WHAT IS BEING ASKED ▸ Rewrite the rows below from the line containing "If you could tag the grey" down to the line containing "<point>94,50</point>", swapping "white cloud" for "pale cloud" and leaving everything else as it is.
━━ EXTRACTED MATERIAL ━━
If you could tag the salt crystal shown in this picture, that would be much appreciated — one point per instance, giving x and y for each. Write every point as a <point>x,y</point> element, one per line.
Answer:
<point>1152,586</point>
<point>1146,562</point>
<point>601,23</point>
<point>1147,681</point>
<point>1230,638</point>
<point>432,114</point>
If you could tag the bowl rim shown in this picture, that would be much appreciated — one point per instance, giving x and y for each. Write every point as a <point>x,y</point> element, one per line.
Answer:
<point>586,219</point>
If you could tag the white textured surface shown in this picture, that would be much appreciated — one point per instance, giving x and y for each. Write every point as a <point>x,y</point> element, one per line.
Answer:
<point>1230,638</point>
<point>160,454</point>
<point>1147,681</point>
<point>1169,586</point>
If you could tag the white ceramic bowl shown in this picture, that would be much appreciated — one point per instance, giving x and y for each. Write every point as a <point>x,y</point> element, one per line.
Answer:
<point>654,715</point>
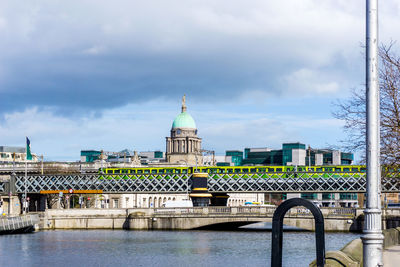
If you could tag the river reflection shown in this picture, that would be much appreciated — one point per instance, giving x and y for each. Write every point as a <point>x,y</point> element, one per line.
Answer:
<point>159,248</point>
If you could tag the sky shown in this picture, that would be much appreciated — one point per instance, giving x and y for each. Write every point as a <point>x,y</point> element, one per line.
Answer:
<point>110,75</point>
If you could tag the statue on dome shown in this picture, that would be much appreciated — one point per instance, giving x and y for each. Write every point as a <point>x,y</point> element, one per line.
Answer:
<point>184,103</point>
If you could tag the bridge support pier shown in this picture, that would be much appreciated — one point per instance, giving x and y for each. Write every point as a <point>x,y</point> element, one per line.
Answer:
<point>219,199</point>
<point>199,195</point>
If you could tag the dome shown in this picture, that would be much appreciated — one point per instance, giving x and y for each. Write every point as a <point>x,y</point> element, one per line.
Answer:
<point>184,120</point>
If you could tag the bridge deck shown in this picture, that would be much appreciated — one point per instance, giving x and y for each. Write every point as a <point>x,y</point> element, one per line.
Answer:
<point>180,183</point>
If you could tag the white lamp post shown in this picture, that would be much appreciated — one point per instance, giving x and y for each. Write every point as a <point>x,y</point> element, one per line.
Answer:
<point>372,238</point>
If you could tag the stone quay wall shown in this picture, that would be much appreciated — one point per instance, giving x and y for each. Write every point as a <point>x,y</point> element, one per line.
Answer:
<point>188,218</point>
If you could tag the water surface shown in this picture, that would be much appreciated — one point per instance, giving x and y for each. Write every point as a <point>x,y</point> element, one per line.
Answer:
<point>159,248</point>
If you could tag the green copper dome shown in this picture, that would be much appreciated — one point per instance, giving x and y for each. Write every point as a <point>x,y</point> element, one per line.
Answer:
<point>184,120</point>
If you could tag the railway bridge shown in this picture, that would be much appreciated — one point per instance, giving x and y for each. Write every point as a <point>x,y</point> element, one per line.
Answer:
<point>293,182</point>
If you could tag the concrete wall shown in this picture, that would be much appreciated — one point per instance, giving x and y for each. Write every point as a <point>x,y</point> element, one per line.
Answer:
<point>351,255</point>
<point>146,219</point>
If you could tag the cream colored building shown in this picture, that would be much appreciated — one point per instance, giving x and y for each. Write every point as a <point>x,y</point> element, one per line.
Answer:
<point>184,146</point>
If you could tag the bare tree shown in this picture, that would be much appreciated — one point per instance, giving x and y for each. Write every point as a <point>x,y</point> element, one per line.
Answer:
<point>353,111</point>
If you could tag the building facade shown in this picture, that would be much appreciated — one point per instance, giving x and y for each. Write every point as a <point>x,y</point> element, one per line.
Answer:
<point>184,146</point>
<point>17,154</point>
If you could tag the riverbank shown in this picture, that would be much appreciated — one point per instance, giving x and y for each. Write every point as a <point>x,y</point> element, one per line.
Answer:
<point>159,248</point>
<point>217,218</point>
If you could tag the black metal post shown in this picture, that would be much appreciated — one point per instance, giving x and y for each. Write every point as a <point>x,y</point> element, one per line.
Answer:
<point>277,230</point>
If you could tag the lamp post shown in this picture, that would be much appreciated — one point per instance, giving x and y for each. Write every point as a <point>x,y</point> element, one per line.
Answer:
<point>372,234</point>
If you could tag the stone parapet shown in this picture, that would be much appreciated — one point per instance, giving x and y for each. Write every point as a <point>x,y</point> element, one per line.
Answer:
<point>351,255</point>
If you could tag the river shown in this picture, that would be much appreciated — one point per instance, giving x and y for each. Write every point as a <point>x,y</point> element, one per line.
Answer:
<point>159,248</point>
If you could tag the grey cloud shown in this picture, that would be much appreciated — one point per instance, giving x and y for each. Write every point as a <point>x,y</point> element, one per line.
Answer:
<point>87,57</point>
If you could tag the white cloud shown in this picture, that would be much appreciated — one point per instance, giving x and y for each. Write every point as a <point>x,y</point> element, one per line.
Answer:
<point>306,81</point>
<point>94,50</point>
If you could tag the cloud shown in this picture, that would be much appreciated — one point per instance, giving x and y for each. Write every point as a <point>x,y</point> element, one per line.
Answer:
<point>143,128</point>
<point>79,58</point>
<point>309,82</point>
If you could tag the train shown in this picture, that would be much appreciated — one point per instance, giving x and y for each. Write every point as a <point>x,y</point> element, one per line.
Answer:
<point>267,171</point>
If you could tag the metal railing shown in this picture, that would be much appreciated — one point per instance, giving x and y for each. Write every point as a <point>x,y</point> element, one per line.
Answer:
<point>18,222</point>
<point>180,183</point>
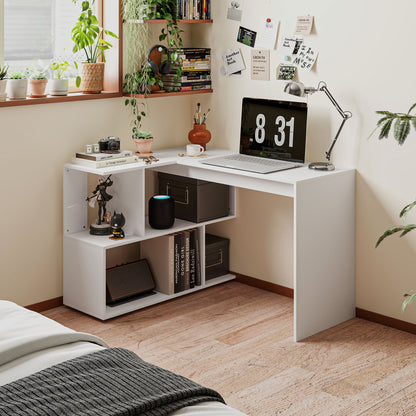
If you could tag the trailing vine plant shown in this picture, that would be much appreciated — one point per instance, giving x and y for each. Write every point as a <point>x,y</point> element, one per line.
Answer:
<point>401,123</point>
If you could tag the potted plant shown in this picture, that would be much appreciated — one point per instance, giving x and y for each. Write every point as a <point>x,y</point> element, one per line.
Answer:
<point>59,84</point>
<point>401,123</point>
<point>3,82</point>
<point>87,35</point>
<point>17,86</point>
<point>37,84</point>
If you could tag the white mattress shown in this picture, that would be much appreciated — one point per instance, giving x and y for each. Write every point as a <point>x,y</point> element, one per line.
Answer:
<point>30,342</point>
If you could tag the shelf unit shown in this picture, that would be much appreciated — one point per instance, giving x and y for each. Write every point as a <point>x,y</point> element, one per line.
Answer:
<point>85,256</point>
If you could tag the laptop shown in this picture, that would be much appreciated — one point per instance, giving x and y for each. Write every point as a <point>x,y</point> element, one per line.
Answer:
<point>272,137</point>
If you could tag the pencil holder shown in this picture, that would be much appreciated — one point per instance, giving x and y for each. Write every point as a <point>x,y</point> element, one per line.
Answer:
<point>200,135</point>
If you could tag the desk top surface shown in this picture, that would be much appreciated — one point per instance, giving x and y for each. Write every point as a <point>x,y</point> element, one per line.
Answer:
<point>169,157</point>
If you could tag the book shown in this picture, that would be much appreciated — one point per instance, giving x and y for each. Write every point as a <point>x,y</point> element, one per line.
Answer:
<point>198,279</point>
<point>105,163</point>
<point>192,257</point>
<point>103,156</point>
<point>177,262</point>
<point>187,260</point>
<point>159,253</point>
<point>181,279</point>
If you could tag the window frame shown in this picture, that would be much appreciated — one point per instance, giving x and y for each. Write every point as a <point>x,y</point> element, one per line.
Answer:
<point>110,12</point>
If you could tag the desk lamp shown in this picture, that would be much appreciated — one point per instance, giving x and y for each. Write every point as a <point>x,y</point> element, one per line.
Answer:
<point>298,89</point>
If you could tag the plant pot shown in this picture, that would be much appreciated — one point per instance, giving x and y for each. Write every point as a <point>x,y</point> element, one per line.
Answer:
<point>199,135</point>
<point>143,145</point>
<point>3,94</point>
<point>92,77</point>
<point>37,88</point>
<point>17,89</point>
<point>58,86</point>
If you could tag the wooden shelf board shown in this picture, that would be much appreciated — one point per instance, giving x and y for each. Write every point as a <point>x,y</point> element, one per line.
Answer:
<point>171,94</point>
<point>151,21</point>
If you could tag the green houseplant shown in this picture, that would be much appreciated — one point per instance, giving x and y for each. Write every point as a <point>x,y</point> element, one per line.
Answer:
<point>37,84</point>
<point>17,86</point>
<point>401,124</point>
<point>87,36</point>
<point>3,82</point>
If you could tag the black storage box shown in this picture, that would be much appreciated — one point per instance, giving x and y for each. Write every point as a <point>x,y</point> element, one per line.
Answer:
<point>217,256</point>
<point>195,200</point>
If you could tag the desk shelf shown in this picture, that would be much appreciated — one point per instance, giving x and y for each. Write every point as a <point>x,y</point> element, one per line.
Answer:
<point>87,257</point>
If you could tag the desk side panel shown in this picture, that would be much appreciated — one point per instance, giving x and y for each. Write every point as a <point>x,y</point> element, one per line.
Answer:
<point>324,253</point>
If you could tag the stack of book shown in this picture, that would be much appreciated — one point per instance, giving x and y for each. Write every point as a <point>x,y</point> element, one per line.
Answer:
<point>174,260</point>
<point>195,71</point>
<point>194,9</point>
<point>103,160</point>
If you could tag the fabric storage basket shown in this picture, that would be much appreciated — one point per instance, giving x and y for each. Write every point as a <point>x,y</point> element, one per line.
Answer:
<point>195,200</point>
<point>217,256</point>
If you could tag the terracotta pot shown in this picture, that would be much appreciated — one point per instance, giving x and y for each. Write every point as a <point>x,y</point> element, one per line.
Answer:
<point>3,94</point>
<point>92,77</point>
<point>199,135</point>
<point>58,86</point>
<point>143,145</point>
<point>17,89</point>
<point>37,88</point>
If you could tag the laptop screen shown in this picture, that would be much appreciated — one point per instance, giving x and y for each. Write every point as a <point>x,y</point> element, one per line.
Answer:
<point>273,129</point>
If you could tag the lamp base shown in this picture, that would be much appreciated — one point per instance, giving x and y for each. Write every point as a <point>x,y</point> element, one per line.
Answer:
━━━
COMPLETE ANSWER ▸
If you could tag the grey cloud shown in this picture, that would be much appreciated — one point per instance, giving x and y for each. Write every point as a <point>x,y</point> element, one per line.
Answer:
<point>87,57</point>
If you could tag the pale cloud shown in this picture, that would be much appreciated — one point per instance, giving x and y for each. Write every point as a <point>x,y</point> element, one per line.
Answer:
<point>306,81</point>
<point>94,50</point>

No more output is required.